Segment Start: Document section

19th Christmas by Patterson & Paetro

Another kinda dumb, non-stop action, entertaining read.

19th Christmas is the nineteenth novel in the Women’s Murder Club novel series  by James Patterson and Maxine Paetro.

Better than average, I’d say.

Christmas is coming …

Detective Sgt. Lindsay Boxer, her family, and her friends of the Women’s Murder Club have much to celebrate. Crime is down. The courts are slow and the medical examiner’s office is quiet.

Journalist Cindy Thomas is working on a story about the true meaning of Christmas in San Francisco.

Then a series of crimes and threats of horrific crimes to come put the entire police force into nonstop action.

At first, all they have is a name, “Loman,” behind the threats. It takes until Christmas before enough pieces come together to find enough to hope to pinpoint where Loman can be caught.


Odd Hours by Dean Koontz

Odd Hours (2008) is the fourth novel in the Odd Thomas series by Dean Koontz

I liked the first 3 books in the series, but can’t recommend this one.

I can barely recall the plot, it seemed so random and disjointed. Coyotes, nuclear weapons, murders in a church, an angry ghost of Frank Sinatra.

Odd Thomas is a fictional character who first appeared in Dean Koontz‘s 2003 novel of the same name, Odd Thomas. He is a twenty-year-old man who lives in the fictional desert town of Pico Mundo, California, and is able to see the spirits of the dead. He is able to make himself heard to them but they cannot speak to him, although they may make signs or mouth words. This fact complicates much of the books. …

She’s Not Sorry by Mary Kubica

Wow.

What a book.

Twist upon twist.

She’s Not Sorry (2024) by Mary Kubica

Meghan Michaels is trying to find balance between being a single mom and working full time as an ICU nurse, when a patient named Caitlin arrives in her ward with a traumatic brain injury. They say she jumped from a bridge and plunged over twenty feet to the train tracks below.

A shocking revelation.

When a witness comes forward with new details about Caitlin’s fall, it calls everything they know into question. Was a crime committed? Did someone actually push Caitlin, and if so, who… and why?

No one is safe.

Meghan lets herself get close to Caitlin until she’s deeply entangled in the mystery surrounding her. Only when it’s too late, does she realize that she and her daughter could be the next victims…

I noted again that the DRAMA in all these psychological thrillers with “Girl”, “Woman”, or “She” in the title are caused by lying. One lie leads to the next. And the next. Then the murder.

Survivor Song by Paul G. Tremblay

Not recommended.

It’s a variation of the dystopian zombie / vampire / pandemic genre.

If you like those — you MIGHT like this one, as well.

Personally, I feel it was poorly done.

Set over about 4 hours, it’s plodding.

Nats is annoying and not a believable character. To suspend disbelief, you must attribute her weird actions to the virus.

Survivor Song is a 2020 horror novel by American author Paul G. Tremblay. …

… centers upon people struggling to survive while a highly infectious virus decimates Massachusetts.

… hospitals are ill-equipped to deal with both virus victims and their regular capacity.

People are terrified and it is only a matter of time before the emergency protocols become inadequate.

Segment End: Document section
Segment Start: Raw data

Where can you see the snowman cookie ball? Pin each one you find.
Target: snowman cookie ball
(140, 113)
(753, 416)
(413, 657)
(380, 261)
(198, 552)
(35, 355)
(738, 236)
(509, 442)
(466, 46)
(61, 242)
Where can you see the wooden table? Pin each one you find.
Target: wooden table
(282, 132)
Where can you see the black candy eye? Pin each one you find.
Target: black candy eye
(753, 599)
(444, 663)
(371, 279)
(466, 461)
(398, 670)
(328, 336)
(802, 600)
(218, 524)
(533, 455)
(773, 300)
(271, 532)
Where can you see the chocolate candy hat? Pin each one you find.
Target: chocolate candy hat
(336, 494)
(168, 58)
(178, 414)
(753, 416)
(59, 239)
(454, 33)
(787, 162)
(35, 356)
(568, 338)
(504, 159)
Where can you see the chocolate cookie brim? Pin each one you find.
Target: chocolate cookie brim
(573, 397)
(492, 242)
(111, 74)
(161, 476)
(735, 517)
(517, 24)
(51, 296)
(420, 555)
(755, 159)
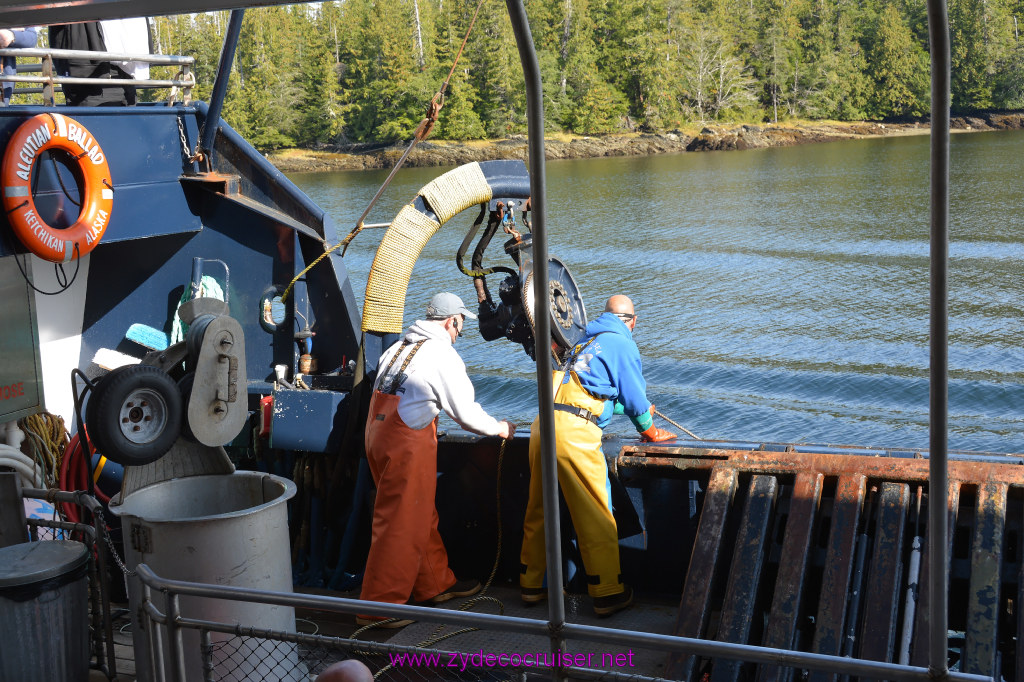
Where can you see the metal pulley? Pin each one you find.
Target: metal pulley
(568, 316)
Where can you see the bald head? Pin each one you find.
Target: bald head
(346, 671)
(620, 305)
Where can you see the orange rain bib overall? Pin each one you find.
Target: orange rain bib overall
(407, 555)
(583, 476)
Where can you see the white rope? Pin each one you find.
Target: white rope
(208, 288)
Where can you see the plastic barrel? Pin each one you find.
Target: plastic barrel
(44, 627)
(220, 529)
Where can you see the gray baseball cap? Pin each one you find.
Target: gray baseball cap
(444, 305)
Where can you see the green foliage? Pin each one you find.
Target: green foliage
(899, 69)
(366, 70)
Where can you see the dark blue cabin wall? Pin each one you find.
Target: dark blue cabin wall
(142, 148)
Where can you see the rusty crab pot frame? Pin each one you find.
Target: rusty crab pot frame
(944, 482)
(821, 552)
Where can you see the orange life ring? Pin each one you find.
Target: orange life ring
(53, 131)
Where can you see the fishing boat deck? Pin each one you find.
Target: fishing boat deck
(648, 614)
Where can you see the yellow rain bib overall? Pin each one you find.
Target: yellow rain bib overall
(583, 475)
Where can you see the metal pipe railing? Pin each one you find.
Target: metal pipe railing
(71, 80)
(212, 123)
(938, 477)
(708, 648)
(40, 52)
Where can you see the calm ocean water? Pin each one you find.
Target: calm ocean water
(782, 293)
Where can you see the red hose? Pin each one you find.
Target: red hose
(75, 476)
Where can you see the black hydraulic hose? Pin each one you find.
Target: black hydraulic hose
(938, 473)
(220, 84)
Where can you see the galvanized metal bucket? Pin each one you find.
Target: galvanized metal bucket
(221, 529)
(43, 611)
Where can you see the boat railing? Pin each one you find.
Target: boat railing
(48, 81)
(165, 625)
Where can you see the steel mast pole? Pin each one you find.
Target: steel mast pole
(542, 323)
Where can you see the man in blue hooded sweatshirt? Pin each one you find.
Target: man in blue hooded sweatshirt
(602, 375)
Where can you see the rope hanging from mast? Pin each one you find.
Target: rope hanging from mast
(422, 131)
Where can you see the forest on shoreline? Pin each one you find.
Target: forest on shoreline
(710, 138)
(332, 75)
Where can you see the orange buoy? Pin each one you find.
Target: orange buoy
(38, 134)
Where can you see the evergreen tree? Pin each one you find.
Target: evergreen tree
(321, 109)
(899, 69)
(842, 84)
(496, 72)
(458, 119)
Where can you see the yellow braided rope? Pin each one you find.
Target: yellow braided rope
(384, 303)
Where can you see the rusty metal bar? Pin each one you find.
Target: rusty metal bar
(1019, 677)
(938, 381)
(983, 598)
(542, 324)
(839, 561)
(793, 565)
(919, 653)
(693, 607)
(744, 572)
(882, 597)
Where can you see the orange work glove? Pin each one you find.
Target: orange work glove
(654, 434)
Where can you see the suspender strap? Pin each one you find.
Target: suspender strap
(392, 388)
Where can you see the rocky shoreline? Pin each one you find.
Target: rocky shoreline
(711, 138)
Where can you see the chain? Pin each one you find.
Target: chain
(184, 144)
(114, 551)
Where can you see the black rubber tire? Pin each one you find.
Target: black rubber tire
(184, 388)
(134, 415)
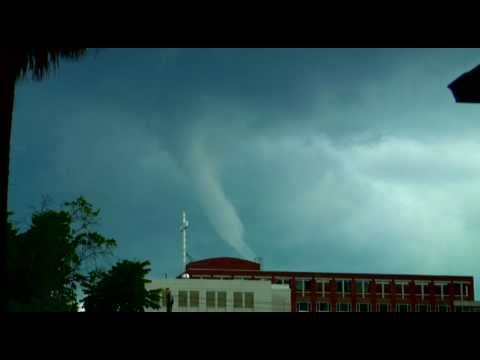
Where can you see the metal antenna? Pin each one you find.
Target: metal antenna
(183, 230)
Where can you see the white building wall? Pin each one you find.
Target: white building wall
(267, 297)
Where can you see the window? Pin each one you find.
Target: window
(383, 307)
(383, 288)
(401, 289)
(364, 307)
(222, 299)
(249, 300)
(210, 299)
(182, 298)
(421, 289)
(403, 308)
(303, 307)
(347, 286)
(237, 300)
(343, 307)
(457, 288)
(441, 290)
(443, 308)
(361, 287)
(323, 307)
(194, 298)
(423, 308)
(322, 286)
(299, 285)
(344, 287)
(339, 286)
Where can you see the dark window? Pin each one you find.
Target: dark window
(423, 308)
(299, 285)
(194, 298)
(443, 308)
(342, 307)
(418, 289)
(383, 307)
(308, 285)
(339, 286)
(303, 307)
(323, 307)
(182, 298)
(456, 289)
(210, 299)
(358, 287)
(403, 308)
(249, 300)
(237, 300)
(364, 307)
(398, 290)
(222, 299)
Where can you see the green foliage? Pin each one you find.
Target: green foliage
(45, 263)
(121, 289)
(39, 62)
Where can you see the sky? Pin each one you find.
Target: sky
(334, 160)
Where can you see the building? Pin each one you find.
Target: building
(215, 295)
(348, 292)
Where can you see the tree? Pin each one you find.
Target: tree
(121, 289)
(16, 64)
(47, 262)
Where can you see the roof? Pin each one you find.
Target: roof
(224, 263)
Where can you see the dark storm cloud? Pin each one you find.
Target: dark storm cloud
(318, 159)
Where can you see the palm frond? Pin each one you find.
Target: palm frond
(39, 62)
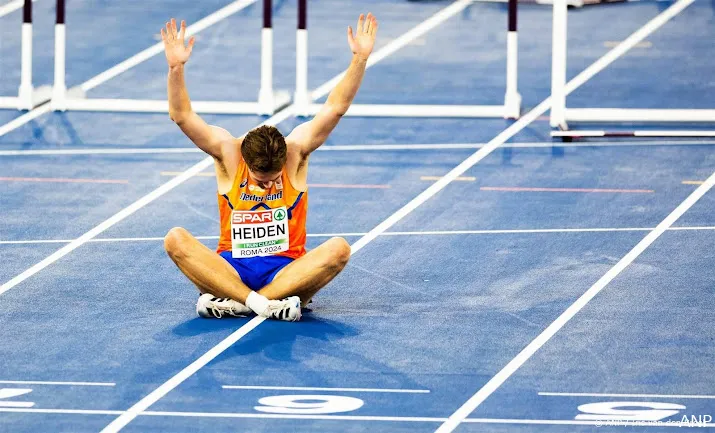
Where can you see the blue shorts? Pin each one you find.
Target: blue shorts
(257, 272)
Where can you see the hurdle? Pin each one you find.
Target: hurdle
(510, 109)
(561, 115)
(28, 97)
(269, 101)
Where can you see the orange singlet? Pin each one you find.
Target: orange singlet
(246, 195)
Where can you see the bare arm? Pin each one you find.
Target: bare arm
(207, 138)
(311, 135)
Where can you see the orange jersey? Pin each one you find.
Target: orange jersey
(245, 194)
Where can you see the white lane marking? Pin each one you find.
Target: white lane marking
(356, 418)
(495, 382)
(64, 411)
(303, 388)
(420, 233)
(157, 48)
(352, 147)
(37, 382)
(597, 394)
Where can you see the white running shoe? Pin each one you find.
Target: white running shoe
(287, 309)
(209, 306)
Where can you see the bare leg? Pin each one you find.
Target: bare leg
(209, 271)
(305, 276)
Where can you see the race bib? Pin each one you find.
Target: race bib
(259, 232)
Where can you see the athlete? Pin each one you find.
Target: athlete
(261, 264)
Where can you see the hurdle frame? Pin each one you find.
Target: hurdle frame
(561, 115)
(27, 96)
(511, 109)
(268, 101)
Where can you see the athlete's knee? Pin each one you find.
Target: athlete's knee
(175, 241)
(339, 252)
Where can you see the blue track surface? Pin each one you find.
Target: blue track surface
(424, 315)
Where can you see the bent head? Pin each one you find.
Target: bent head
(265, 152)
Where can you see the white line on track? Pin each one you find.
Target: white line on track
(38, 382)
(129, 63)
(420, 233)
(303, 388)
(359, 418)
(143, 404)
(351, 147)
(597, 394)
(614, 423)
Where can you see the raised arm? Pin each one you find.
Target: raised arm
(311, 135)
(207, 138)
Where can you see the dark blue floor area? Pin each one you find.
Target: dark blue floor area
(648, 332)
(16, 258)
(73, 208)
(631, 168)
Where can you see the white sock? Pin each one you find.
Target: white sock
(257, 302)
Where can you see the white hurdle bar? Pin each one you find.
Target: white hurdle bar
(28, 97)
(269, 101)
(511, 109)
(561, 115)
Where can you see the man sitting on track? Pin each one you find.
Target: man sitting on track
(261, 264)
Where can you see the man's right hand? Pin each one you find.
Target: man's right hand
(177, 53)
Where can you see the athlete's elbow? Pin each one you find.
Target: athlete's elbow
(177, 117)
(339, 110)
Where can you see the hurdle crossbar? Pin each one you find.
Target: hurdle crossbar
(561, 115)
(268, 102)
(511, 108)
(626, 134)
(27, 96)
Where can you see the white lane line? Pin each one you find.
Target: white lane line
(611, 423)
(12, 7)
(157, 48)
(350, 147)
(124, 419)
(284, 416)
(38, 382)
(495, 382)
(130, 62)
(63, 411)
(363, 418)
(597, 394)
(111, 151)
(302, 388)
(124, 213)
(420, 233)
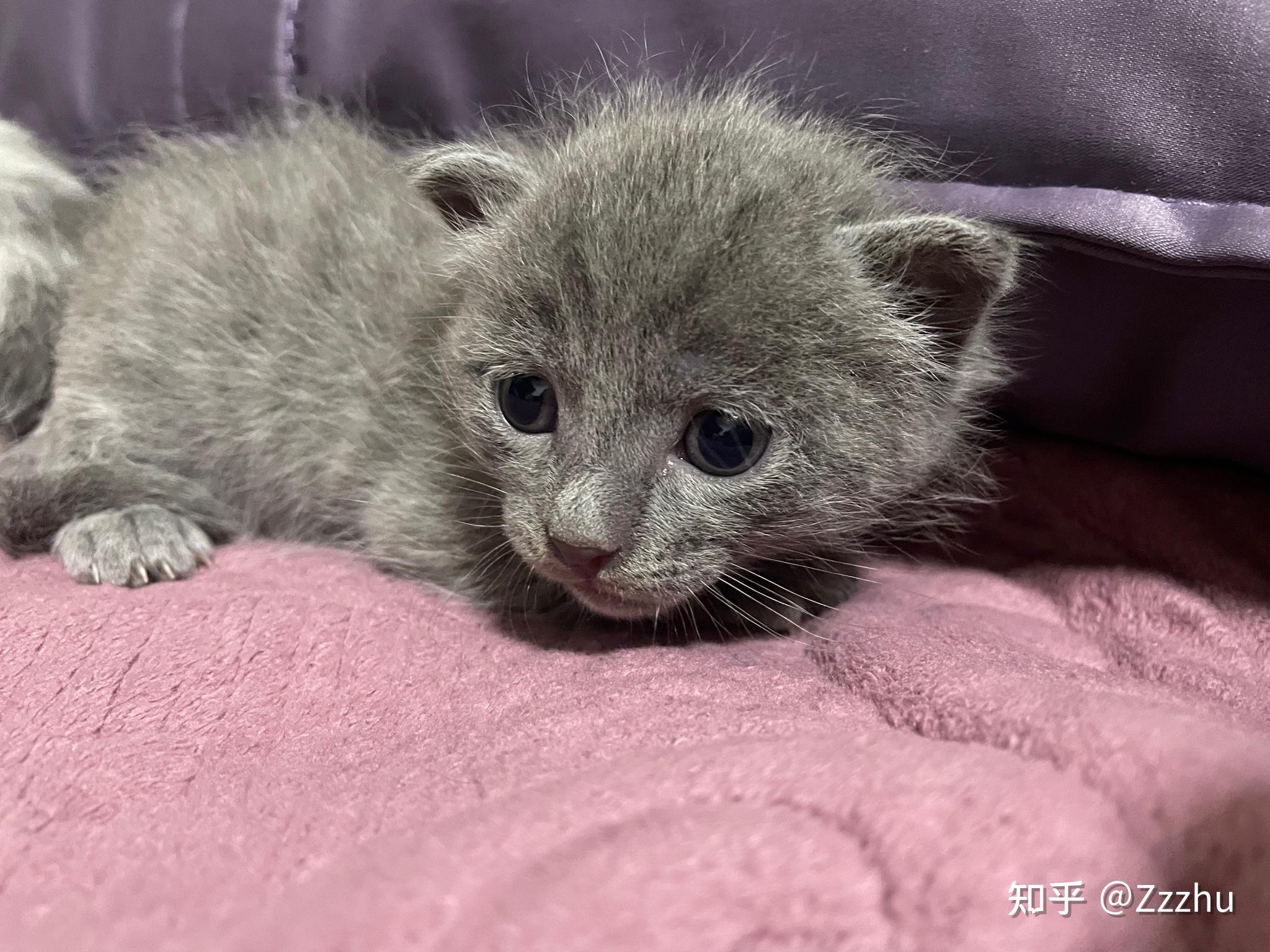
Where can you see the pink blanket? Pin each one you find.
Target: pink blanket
(291, 753)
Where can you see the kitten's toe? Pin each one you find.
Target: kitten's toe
(133, 547)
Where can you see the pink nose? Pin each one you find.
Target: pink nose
(585, 560)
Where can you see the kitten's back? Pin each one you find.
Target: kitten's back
(242, 304)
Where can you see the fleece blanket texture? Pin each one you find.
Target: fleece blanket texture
(294, 753)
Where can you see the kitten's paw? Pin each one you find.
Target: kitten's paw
(133, 547)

Segment End: Raw data

Work request 1 -
In the book reviews, in what fictional town does Odd Thomas live?
Work request 2 -
From the book reviews, copy out the part that opens with the words containing "She’s Not Sorry (2024)" and closes with "train tracks below.", swapping "ICU nurse" for "ER nurse".
Work request 3 -
Finish out the next part of the book reviews, picking up right after their final sentence.

Task response 1 -
He lives in Pico Mundo, California.

Task response 2 -
She’s Not Sorry (2024) by Mary Kubica

Meghan Michaels is trying to find balance between being a single mom and working full time as an ER nurse, when a patient named Caitlin arrives in her ward with a traumatic brain injury. They say she jumped from a bridge and plunged over twenty feet to the train tracks below.

Task response 3 -
The novel follows Natalie, a pregnant woman, and her friend Ramola “Rams” Sherman, a pediatrician, as they try to fight their way to the hospital to obtain the rabies vaccine.

Natalie has been bitten by an infected neighbor while unsuccessfully trying to defend her husband, who was (killed).

It was written before COVID-19. Published July 7, 2020.

I’m thinking the author did some late edits, reflecting what was going on with our real pandemic.

The Dark Lake by Sarah Bailey

I’m surprised I got through this crime fiction, murder mystery as there are almost no likeable characters.

I won’t continue with the series.

Gemma is a good cop. A bad parent. A horrible human being.

The lead homicide investigator in a rural town, Detective Sergeant Gemma Woodstock is deeply unnerved when a high school classmate is found strangled, her body floating in a lake. And not just any classmate, but Rosalind Ryan, whose beauty and inscrutability exerted a magnetic pull on Smithson High School, first during Rosalind’s student years and then again when she returned to teach drama.

As much as Rosalind’s life was a mystery to Gemma when they were students together, her death presents even more of a puzzle. What made Rosalind quit her teaching job in Sydney and return to her hometown? Why did she live in a small, run-down apartment when her father was one of the town’s richest men? And despite her many admirers, did anyone in the town truly know her?

Rosalind’s enigmas frustrate and obsess Gemma, who has her own dangerous secrets–an affair with her colleague and past tragedies that may not stay in the past. …

Amazon

Click PLAY or watch it on YouTube.

Storm Front by John Sandford

The 7th book (2013) in the Virgil Flowers series ➙ Storm Front.

Very entertaining.

In Israel, a man clutching a backpack searches desperately for a boat.

In Minnesota, Virgil Flowers gets a message from Lucas Davenport: You’re about to get a visitor. It’s an Israeli cop, and she’s tailing a man who’s smuggled out an extraordinary relic—a copper scroll revealing startling details about the man known as King Solomon.

Wait a minute, laughs Virgil. Is this one of those Da Vinci Code deals? The secret scroll, the blockbuster revelation, the teams of murderous bad guys? Should I be boning up on my Bible verses?

He looks at the cop. She’s not laughing. As it turns out, there are very bad men chasing the relic, and they don’t care who’s in the way or what they have to do to get it. Maybe Virgil should start praying.

Upgrade by Blake Crouch

Another excellent book, well researched.

Some might find it a little slow and too painstaking.

Upgrade is a 2022 novel by Blake Crouch. It is his tenth stand-alone novel …

The novel explores the ethical and existential ramifications of genetic engineering, set in a near-future world where humanity grapples with the consequences of advanced human genetic enhancement. …

In the late 2060s, Logan Ramsay is a law enforcement official working for the Gene Protection Agency (GPA), an organization established in the aftermath of a global famine known as the “Great Starvation”, which resulted from an attempt to genetically enhance crops.

This catastrophe, which caused the death of 200 million people, was led by Logan’s mother, geneticist Miriam Ramsay.  …

It was thought that Mom died — BUT was secretly working on a genetic “upgrade” to improve our species, hopefully helping us last longer on earth.

The plot has as much to do with genetics as it does the relationship between Logan, his sister, and their Mom.

I did like the end of the book. Nice touch, Blake.

Click PLAY or watch it on YouTube.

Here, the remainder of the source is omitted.